» **Task requirements**
Please read the records below and return each line holding the string "fence".

==========

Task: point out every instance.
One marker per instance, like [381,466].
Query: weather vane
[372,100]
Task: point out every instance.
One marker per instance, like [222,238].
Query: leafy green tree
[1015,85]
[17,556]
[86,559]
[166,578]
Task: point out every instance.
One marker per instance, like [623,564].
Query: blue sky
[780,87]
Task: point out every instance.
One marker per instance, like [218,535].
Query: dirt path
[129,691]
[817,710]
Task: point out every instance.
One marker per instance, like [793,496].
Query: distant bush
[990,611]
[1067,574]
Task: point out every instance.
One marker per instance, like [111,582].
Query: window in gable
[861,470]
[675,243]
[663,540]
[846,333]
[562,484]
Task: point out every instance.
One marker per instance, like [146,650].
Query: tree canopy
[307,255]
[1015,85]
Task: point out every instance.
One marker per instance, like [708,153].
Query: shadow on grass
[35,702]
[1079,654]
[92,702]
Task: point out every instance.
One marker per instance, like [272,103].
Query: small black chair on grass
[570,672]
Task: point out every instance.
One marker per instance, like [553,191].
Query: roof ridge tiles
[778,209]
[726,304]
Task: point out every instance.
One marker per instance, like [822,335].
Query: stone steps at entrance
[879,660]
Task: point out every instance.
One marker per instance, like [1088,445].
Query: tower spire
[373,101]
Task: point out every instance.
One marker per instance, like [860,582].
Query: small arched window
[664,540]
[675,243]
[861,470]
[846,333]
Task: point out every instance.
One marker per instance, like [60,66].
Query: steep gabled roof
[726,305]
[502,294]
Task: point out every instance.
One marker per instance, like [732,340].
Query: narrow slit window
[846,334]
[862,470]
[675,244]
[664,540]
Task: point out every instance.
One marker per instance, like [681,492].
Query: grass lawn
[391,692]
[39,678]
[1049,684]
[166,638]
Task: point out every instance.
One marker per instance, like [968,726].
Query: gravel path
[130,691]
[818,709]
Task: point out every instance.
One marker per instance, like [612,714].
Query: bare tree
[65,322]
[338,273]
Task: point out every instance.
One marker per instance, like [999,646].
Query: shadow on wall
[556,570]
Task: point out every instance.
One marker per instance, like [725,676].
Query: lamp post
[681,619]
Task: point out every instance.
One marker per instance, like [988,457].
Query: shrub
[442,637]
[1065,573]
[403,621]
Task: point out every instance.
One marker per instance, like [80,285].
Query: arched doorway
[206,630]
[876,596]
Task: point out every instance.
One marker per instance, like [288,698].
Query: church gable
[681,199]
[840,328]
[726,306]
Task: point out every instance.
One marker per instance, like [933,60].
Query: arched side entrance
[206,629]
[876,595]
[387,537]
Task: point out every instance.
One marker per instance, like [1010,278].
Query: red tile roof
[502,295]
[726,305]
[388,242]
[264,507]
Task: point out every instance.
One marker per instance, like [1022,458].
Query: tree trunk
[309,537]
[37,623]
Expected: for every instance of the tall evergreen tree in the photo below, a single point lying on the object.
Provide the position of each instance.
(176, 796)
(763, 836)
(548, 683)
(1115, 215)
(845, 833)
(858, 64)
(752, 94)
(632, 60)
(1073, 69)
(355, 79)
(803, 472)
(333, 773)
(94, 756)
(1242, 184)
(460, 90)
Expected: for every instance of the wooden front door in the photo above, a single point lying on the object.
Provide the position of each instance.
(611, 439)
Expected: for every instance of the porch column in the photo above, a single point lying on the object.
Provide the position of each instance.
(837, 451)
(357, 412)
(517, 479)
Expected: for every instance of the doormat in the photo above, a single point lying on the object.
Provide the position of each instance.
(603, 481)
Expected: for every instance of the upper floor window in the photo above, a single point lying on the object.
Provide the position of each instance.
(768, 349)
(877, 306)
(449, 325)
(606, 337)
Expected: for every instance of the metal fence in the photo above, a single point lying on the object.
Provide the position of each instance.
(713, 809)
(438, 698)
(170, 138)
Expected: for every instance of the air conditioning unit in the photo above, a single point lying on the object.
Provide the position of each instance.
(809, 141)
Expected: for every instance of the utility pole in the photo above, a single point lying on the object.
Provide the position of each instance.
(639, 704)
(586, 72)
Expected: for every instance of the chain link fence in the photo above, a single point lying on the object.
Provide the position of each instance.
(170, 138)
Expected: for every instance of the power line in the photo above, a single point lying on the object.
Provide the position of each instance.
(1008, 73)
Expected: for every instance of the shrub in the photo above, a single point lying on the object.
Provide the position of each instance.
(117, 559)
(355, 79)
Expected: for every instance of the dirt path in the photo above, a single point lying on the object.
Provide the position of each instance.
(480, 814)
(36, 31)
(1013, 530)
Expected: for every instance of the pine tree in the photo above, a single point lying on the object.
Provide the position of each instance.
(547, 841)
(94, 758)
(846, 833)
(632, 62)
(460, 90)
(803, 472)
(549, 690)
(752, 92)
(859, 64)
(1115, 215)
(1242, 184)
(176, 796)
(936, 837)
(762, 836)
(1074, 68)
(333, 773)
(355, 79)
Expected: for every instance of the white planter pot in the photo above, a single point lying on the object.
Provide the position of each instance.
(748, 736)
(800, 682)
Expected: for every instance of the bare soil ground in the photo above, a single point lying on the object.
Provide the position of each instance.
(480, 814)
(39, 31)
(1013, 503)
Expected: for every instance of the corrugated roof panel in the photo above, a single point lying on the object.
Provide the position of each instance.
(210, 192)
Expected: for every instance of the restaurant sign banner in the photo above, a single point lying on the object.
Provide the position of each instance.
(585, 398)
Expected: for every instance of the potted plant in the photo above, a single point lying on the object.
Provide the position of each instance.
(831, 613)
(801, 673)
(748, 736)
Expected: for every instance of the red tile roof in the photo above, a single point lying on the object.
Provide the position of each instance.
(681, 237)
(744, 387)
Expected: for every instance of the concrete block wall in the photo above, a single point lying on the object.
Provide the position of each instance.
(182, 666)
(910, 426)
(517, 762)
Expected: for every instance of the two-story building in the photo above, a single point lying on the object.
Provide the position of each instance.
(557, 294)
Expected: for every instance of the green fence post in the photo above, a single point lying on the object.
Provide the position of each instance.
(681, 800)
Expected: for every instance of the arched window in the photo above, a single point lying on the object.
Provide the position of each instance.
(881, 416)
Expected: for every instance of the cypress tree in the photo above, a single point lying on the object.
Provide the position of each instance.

==========

» **Exercise answer**
Expected: for every instance of the metal fence in the photo above, a single point lying on the object.
Expected: for every instance of the chain link fence in the photo above, a single point lying on the object.
Expected: for every instance of the green fence post in the photo above, a single point lying on the object.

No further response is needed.